*** Source extract ***

Every group of order $4n+2$ has a subgroup of index $2$.
Here is what I have.
Let $G$ acts on itself with left shifts:
$$(\forall g\in G)(\forall x\in G) \quad g(x) = gx, \quad \phi: G \rightarrow S(G).$$
Then $\ker\phi = \{{\rm id}\}, \phi(G) \cong G \cong H \leq S_n.$
Let $\forall h \in H \quad\psi(h) = {\rm sign}(h), \phi(H) \cong \mathbb{Z}_2 \cong H/\ker\psi \implies |H/\ker\psi| = |H : \ker\psi| = 2$
And for isomorphism $\theta : G \rightarrow H \quad K = \theta^{-1}(\ker\psi) \leq G, |G : K| = 2$.
But I never used the fact that order $G$ is $4n+2$. What's wrong? Thanks.
Best Answer
You write $\phi(H)\cong \mathbb{Z}_2$ whereas I think you should write $\psi(H)\cong \mathbb{Z}_2$.
But why $\psi(H)\cong \mathbb{Z}_2$? Why not $\psi(H)\cong 1$ i.e. $\ker(\psi)=H$ ?
Use the fact that $2\mid |G|$. So $G$ contains an element of order $2$ which is a product of $2n+1$ transpositions in $H$. Hence has sign $-1$ ....

*** End of Source extract ***
*** Entries provided ***

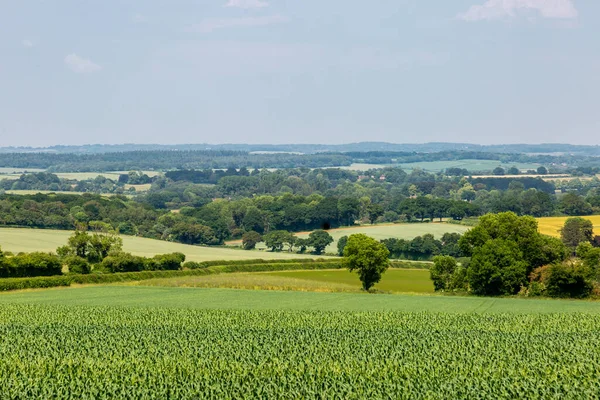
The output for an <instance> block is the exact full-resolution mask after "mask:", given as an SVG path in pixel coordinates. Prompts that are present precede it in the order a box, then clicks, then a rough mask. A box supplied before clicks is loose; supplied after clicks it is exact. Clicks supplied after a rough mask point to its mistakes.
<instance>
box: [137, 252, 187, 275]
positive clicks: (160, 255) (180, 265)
mask: <svg viewBox="0 0 600 400" xmlns="http://www.w3.org/2000/svg"><path fill="white" fill-rule="evenodd" d="M184 261H185V254H183V253H170V254H159V255H156V256H154V257H152V258H151V259H149V260H148V261H146V265H145V269H146V270H150V271H166V270H178V269H181V264H182V263H183V262H184Z"/></svg>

*** End of Entries provided ***

*Required tasks:*
1. In the thread, which fact does the poster say they never used?
2. According to the best answer in the thread, why does $G$ contain an element with sign $-1$ in $H$?
3. Print the part of the thread starting at "Let $G$ acts" and ending at "i.e. $\ker(\psi)=H$ ?".
The rows play no part in what comes next.

*Task-by-task solutions:*
1. That the order of $G$ is $4n+2$.

2. Because $2$ divides $|G|$, $G$ contains an element of order $2$. In $H$ that element is a product of $2n+1$ transpositions, so it has sign $-1$.

3.
Let $G$ acts on itself with left shifts:
$$(\forall g\in G)(\forall x\in G) \quad g(x) = gx, \quad \phi: G \rightarrow S(G).$$
Then $\ker\phi = \{{\rm id}\}, \phi(G) \cong G \cong H \leq S_n.$
Let $\forall h \in H \quad\psi(h) = {\rm sign}(h), \phi(H) \cong \mathbb{Z}_2 \cong H/\ker\psi \implies |H/\ker\psi| = |H : \ker\psi| = 2$
And for isomorphism $\theta : G \rightarrow H \quad K = \theta^{-1}(\ker\psi) \leq G, |G : K| = 2$.
But I never used the fact that order $G$ is $4n+2$. What's wrong? Thanks.
Best Answer
You write $\phi(H)\cong \mathbb{Z}_2$ whereas I think you should write $\psi(H)\cong \mathbb{Z}_2$.
But why $\psi(H)\cong \mathbb{Z}_2$? Why not $\psi(H)\cong 1$ i.e. $\ker(\psi)=H$ ?